**Your goal:** Please repeat the material word for word, everything from its first line down to the line that contains "pixel 118 178", with both ends included.

Items listed in a dataset
— BEGIN —

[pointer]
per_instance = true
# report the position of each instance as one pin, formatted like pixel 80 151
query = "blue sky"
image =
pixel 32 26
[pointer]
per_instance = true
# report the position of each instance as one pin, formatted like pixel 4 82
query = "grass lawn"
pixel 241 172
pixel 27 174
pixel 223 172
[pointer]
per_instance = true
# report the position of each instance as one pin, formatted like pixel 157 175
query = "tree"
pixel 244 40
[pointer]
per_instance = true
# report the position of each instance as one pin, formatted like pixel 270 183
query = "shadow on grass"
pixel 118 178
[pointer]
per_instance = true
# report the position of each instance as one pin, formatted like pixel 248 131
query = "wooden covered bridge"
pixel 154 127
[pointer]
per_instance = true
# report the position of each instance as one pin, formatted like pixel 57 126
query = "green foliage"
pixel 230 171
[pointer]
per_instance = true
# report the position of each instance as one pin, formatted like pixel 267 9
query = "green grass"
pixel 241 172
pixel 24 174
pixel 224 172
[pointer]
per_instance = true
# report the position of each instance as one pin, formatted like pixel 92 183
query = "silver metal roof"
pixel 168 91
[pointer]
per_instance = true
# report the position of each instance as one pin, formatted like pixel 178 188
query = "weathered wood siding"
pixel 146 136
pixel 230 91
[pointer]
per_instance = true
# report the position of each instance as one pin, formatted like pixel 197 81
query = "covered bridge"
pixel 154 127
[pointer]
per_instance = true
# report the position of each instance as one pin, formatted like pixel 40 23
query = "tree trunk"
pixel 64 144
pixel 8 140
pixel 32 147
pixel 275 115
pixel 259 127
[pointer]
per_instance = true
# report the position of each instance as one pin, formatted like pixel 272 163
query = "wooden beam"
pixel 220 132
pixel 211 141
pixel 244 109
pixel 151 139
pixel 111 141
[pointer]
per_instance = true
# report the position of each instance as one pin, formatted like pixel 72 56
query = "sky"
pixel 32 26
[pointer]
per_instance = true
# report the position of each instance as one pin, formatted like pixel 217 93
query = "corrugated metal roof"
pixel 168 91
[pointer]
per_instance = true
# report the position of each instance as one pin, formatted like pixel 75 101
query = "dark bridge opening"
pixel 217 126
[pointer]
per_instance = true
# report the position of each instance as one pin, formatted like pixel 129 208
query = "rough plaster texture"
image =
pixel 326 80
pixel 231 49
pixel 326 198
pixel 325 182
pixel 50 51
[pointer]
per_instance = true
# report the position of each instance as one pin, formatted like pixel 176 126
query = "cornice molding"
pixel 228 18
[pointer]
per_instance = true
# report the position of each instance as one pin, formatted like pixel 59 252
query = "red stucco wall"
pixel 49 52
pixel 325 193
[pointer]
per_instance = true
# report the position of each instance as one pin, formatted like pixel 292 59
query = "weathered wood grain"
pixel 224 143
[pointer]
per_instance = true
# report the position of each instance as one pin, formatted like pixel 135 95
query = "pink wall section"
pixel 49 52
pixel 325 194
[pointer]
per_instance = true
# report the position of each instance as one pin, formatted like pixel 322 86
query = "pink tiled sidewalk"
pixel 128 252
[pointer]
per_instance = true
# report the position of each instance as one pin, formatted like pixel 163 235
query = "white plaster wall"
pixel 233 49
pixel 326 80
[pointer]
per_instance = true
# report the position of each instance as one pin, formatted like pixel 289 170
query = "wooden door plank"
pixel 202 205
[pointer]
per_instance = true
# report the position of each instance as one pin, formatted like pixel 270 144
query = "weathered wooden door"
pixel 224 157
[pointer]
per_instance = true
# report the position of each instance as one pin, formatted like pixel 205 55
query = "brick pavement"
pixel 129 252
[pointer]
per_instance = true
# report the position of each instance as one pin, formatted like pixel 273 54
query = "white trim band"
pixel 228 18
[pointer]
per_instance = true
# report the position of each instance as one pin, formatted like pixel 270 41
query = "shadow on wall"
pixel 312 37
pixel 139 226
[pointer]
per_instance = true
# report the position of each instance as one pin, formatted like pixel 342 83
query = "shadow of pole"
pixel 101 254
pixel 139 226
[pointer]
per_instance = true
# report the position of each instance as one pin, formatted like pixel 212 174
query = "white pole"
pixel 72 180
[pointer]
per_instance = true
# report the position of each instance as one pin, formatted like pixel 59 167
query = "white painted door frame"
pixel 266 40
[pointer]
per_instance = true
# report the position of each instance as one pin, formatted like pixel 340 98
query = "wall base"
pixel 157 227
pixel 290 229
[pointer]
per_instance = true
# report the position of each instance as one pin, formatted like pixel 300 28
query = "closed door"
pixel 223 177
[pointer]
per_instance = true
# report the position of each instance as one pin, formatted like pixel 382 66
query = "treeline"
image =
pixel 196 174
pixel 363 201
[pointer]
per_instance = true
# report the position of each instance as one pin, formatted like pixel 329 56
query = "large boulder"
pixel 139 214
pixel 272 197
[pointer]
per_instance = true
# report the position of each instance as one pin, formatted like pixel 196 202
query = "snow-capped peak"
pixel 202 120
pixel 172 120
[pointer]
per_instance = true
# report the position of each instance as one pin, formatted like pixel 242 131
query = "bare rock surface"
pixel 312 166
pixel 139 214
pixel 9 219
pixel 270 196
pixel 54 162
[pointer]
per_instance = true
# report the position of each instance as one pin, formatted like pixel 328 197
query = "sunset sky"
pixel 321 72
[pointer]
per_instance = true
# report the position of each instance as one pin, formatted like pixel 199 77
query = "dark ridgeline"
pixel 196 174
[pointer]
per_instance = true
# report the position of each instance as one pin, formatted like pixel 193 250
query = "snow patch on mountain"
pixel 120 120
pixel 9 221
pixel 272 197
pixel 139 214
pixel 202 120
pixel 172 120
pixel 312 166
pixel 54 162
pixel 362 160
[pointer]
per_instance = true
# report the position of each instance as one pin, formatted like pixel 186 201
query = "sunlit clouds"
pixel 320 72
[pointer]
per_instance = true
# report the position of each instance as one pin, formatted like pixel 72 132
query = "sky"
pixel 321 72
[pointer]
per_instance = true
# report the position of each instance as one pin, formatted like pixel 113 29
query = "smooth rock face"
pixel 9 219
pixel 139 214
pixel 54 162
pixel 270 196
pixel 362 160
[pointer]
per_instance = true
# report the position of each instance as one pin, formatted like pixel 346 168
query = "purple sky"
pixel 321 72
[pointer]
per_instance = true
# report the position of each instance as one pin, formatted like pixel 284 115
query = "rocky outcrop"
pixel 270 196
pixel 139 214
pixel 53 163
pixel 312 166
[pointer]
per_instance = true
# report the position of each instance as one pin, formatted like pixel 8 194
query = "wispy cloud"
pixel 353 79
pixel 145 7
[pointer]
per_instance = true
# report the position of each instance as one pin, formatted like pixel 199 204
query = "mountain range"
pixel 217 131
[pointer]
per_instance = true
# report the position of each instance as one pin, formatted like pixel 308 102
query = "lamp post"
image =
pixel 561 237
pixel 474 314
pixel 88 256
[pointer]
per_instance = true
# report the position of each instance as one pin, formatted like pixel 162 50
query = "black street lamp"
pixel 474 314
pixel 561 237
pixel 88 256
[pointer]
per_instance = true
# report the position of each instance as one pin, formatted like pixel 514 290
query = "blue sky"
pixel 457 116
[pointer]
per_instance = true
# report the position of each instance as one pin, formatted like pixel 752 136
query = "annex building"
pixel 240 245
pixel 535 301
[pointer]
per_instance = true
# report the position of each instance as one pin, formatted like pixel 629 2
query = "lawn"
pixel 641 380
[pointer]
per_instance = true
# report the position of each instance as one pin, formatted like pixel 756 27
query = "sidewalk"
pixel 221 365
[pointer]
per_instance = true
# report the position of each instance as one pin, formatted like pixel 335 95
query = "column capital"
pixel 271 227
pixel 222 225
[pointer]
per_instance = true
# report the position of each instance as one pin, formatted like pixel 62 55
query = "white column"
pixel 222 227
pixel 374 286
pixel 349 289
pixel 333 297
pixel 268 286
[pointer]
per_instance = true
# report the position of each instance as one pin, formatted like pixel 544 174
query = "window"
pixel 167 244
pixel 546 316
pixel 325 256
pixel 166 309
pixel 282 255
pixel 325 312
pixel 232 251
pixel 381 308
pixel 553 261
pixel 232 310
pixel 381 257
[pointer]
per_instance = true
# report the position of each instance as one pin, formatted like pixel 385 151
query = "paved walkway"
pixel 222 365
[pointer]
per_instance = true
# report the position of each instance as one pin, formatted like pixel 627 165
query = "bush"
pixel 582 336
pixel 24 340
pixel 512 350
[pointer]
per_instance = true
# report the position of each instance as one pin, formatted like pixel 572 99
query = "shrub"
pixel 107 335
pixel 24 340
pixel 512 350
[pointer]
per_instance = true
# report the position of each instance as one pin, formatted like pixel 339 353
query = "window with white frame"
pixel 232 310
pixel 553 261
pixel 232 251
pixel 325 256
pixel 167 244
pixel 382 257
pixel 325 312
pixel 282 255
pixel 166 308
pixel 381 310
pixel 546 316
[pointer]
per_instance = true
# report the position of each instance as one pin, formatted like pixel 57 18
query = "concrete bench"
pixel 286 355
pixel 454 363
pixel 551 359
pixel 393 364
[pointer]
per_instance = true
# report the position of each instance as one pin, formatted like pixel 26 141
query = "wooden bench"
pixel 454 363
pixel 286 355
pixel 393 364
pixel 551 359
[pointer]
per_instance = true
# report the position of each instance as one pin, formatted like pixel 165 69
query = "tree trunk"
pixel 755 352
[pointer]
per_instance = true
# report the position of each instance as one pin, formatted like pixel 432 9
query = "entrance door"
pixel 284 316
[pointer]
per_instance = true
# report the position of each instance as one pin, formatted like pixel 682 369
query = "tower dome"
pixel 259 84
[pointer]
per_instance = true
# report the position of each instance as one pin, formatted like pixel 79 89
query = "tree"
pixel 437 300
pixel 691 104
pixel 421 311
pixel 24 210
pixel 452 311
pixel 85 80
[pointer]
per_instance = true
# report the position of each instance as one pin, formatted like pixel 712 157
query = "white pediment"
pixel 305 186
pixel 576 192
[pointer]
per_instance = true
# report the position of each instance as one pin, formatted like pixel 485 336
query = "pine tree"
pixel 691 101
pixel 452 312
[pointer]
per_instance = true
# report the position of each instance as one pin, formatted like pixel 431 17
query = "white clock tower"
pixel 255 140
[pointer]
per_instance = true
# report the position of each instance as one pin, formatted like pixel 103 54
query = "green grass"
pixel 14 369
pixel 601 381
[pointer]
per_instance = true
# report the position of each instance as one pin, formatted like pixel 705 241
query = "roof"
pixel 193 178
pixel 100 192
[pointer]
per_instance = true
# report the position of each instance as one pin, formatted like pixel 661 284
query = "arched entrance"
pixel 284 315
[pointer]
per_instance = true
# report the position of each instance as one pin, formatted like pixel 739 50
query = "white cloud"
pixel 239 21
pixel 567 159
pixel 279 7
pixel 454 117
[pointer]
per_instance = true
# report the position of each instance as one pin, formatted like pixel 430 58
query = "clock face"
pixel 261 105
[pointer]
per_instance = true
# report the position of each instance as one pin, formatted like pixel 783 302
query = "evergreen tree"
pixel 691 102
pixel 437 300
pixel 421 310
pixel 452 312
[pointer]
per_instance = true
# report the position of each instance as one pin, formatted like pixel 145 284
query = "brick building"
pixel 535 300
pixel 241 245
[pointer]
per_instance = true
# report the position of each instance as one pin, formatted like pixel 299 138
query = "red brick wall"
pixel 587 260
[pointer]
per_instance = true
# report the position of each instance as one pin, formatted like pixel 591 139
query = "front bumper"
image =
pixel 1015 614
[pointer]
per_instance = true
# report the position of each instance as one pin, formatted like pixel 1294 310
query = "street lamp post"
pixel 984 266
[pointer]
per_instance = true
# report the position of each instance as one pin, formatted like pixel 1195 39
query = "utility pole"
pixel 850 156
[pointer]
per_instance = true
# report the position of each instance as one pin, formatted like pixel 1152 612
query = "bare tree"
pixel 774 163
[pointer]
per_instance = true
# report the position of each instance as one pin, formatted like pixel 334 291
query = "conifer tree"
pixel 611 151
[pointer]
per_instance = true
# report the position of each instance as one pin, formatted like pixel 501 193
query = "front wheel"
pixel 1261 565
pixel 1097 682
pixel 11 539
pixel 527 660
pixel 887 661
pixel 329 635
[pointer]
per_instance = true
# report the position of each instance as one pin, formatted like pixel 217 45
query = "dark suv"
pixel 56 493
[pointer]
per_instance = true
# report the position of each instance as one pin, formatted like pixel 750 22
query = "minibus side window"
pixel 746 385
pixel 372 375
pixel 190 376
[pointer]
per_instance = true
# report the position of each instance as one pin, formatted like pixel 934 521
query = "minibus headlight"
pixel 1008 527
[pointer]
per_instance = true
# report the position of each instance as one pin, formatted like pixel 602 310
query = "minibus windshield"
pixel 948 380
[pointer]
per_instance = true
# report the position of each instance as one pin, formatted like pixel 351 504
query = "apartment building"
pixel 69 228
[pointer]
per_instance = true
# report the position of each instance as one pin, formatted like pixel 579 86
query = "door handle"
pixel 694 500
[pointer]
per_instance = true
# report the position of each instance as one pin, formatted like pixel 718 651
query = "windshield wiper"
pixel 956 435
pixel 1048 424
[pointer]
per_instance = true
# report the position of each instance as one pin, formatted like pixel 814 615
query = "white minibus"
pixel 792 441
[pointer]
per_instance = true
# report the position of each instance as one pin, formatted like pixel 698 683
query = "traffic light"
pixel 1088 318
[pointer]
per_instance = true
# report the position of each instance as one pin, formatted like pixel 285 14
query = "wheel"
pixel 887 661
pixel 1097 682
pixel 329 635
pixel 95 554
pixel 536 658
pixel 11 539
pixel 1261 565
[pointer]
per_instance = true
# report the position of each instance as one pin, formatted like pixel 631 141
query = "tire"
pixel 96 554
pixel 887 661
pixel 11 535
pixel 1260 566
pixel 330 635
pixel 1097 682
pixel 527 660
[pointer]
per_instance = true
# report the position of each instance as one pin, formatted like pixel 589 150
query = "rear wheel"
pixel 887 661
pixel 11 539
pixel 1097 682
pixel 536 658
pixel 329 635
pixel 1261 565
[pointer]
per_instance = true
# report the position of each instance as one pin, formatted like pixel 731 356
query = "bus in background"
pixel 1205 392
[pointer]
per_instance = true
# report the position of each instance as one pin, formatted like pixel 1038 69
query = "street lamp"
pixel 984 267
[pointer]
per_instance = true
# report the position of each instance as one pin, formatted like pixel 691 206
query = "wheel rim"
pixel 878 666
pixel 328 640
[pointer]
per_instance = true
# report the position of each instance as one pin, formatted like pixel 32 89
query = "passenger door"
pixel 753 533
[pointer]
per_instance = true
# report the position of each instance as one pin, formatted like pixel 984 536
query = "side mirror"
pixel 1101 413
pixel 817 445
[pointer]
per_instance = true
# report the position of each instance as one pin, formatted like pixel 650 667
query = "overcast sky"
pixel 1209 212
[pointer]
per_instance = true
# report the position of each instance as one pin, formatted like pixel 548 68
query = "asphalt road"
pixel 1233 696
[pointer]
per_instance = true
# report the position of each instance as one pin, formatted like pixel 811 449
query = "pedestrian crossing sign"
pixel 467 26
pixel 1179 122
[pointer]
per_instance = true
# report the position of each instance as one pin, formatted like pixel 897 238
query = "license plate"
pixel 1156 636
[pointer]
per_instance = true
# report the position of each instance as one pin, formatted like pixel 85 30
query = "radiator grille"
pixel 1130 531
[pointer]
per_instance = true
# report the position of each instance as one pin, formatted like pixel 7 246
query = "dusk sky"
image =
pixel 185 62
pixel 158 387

— END —

**Expected output:**
[pointer]
per_instance = true
# report the position of each instance as one pin, formatted like pixel 80 151
query = "blue sky"
image =
pixel 32 26
[pointer]
per_instance = true
# report the position of each instance as one pin, formatted like pixel 4 82
query = "grass lawn"
pixel 241 172
pixel 27 174
pixel 223 172
[pointer]
per_instance = true
# report the position of each instance as one pin, formatted like pixel 157 175
query = "tree"
pixel 244 40
[pointer]
per_instance = true
# report the position of each instance as one pin, formatted like pixel 270 183
query = "shadow on grass"
pixel 118 178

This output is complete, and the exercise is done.